● DOCUMENT SECTION
2018 (English)Doctoral thesis, comprehensive summary (Other academic)
Abstract [en]

A multitude of heavy neutral and ionic molecules have been discovered by the Cassini Plasma Spectrometer in the ionosphere of Saturn's largest moon Titan. However, only three cyano anions were explicitly identified there, namely CN-, C3N- and C5N-.  The identity of the heavier anions, which show an abundance maximum at m/z 1000, could, however, not be elucidated and   there is, so far, no clear explanation how these were generated.

We investigated the reaction of the cyanide anion with methyl iodide using a velocity map imaging spectrometer setup and ab initio calculations. The data indicate a dominant direct rebound mechanism and a high internal excitation of the neutral product. According to the ab initio calculation two possible reaction pathways were expected, but in the experiment the two channels turned out to be indistinguishable due to low resolution.

We also studied the reaction between C3N- and acetylene using three different experimental setups: a triple quadrupole mass spectrometer, a tandem quadrupole mass spectrometer, and the ''CERISES'' guided ion beam apparatus.

The reaction showed three primary reaction pathways leading to C2H-, CN-, and C5N-. The production of C2H- could either happen via proton transfer or via formation of an adduct. The appearance of CN- could be explained by a reaction sequence involving an intermediate adduct but also via collision induced dissociation. Even though ab initio calculations predict two exoergic pathways leading to CN- and C5N-, all products are only accessible via energy barriers above 1 eV.

● OBJECTIVE
From the thesis abstract, print word for word the passage that begins at the words "We investigated the" and stops after "ion beam apparatus.".

● RECORDS SHOWN
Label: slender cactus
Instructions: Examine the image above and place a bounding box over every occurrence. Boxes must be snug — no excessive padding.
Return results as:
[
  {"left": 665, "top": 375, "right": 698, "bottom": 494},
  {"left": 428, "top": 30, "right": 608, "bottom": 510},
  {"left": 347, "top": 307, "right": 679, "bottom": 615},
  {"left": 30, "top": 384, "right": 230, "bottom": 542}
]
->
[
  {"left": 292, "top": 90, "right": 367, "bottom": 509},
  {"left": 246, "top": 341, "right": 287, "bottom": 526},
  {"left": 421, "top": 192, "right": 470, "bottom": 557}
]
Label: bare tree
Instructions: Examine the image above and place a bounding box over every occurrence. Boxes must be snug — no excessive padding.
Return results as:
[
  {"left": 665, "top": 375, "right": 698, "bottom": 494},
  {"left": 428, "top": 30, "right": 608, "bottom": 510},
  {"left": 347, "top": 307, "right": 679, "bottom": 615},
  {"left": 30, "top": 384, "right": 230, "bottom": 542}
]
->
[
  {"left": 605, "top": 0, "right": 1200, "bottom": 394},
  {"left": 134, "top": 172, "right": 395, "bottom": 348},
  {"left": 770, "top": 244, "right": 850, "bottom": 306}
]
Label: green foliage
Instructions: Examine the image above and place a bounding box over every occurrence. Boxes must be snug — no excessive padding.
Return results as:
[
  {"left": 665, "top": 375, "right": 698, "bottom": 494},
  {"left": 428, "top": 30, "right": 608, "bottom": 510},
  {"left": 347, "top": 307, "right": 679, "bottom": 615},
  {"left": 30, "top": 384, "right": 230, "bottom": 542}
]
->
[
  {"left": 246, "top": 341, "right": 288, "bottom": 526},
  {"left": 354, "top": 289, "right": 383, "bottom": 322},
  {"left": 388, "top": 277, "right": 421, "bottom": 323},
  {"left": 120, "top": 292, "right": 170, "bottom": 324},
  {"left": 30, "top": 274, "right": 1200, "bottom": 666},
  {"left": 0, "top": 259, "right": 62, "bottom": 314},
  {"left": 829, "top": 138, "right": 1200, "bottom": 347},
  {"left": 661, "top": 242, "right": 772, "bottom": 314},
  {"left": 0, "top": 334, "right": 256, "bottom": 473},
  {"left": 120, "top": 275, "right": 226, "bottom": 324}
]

● FULL SOLUTION
We investigated the reaction of the cyanide anion with methyl iodide using a velocity map imaging spectrometer setup and ab initio calculations. The data indicate a dominant direct rebound mechanism and a high internal excitation of the neutral product. According to the ab initio calculation two possible reaction pathways were expected, but in the experiment the two channels turned out to be indistinguishable due to low resolution.

We also studied the reaction between C3N- and acetylene using three different experimental setups: a triple quadrupole mass spectrometer, a tandem quadrupole mass spectrometer, and the ''CERISES'' guided ion beam apparatus.